■ Given information:
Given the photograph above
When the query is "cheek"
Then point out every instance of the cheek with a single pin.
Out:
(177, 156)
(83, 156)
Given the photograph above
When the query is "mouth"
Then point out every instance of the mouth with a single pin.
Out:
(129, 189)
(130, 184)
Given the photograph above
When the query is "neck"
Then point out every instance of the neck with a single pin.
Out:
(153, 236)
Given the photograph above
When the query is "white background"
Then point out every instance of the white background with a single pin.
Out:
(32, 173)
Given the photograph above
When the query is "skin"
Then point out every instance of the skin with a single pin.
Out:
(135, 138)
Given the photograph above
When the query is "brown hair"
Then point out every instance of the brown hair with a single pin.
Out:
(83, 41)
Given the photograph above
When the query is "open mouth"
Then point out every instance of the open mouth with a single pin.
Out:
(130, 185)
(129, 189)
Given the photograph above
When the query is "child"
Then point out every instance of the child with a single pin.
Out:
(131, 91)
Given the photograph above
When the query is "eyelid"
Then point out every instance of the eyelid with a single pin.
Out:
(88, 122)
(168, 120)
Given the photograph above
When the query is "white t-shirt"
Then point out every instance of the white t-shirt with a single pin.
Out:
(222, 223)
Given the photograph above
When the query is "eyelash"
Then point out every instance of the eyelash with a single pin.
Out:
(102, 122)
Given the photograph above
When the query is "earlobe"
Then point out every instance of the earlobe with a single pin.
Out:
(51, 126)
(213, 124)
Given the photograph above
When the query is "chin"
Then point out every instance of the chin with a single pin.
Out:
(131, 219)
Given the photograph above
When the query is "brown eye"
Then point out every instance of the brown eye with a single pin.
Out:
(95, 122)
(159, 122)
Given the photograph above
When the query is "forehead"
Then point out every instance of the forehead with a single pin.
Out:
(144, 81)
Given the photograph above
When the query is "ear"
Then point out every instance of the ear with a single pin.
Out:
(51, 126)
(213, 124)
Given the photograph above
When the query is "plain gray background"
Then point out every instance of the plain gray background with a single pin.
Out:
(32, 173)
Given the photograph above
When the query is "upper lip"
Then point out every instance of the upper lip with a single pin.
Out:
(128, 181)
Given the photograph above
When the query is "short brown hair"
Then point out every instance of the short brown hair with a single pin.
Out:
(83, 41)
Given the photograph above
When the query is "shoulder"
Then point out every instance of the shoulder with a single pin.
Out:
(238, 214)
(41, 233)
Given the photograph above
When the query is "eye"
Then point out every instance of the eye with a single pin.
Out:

■ What the task asks:
Take the entries above and transcribe them exactly.

■ Response to this exercise:
Given the photograph above
When the query is "cheek"
Then point out every instance of the cheek with a single pin.
Out:
(177, 156)
(83, 156)
Given the photograph above
When the query is "mouth"
Then point out every instance of the mouth with a single pin.
Out:
(129, 189)
(130, 184)
Given the photograph above
When the query is "neck"
Then point out every instance of the neck with a single pin.
Out:
(153, 236)
Given the photograph above
When the query is "white background"
Then point out every instance of the white background with a single pin.
Out:
(32, 173)
Given the photograph above
When the query is "skin"
Then point out every instance of the skin with a single pin.
Out:
(135, 138)
Given the photograph above
When the query is "brown hair"
Then point out every instance of the brown hair with a single pin.
Out:
(83, 41)
Given the photograph above
When the query is "open mouth"
Then point out every instance of the open mouth with a single pin.
Out:
(130, 185)
(129, 189)
Given the photograph above
When the query is "child"
Then point out every instance of the child with a single pin.
Out:
(131, 91)
Given the photograph above
When the query is "eyelid"
Then point out every instance of the eyelid with a single pin.
Out:
(88, 122)
(168, 120)
Given the photograph above
When the query is "white t-shirt"
Then point out every instance of the white t-shirt with a single pin.
Out:
(222, 223)
Given the photograph above
When the query is "eyelash"
Then point out every instance of the eyelash with a single pin.
Out:
(102, 122)
Given the photograph above
When the query is "earlobe"
Then point out every instance of the earlobe with a single pin.
Out:
(51, 126)
(213, 124)
Given the photograph above
When the query is "chin"
Then point out every instance of the chin with a single pin.
Out:
(131, 219)
Given the photograph above
When the query is "brown eye"
Then point out every instance of the brown eye with a single pin.
Out:
(95, 122)
(159, 122)
Given the photograph above
When the query is "forehead"
Then point out every instance of the forehead with a single pin.
Out:
(144, 81)
Given the photograph above
When the query is "ear"
Then point out every instance of the ear with a single pin.
Out:
(51, 126)
(213, 124)
Given the photograph above
When the query is "plain gray background"
Then point out every instance of the plain gray background with a single pin.
Out:
(32, 173)
Given the photograph above
When the query is "upper lip"
Then point out every instance of the upper lip with a single pin.
Out:
(128, 181)
Given the photograph above
When the query is "short brown hair"
Then point out every instance of the short brown hair with a single pin.
Out:
(83, 41)
Given the photograph above
When the query is "shoulder"
Then point out every instance of the shoulder with a single pin.
Out:
(238, 214)
(41, 233)
Given the photograph above
When the query is "eye"
Then point out every instance of the eye with a single pin.
Out:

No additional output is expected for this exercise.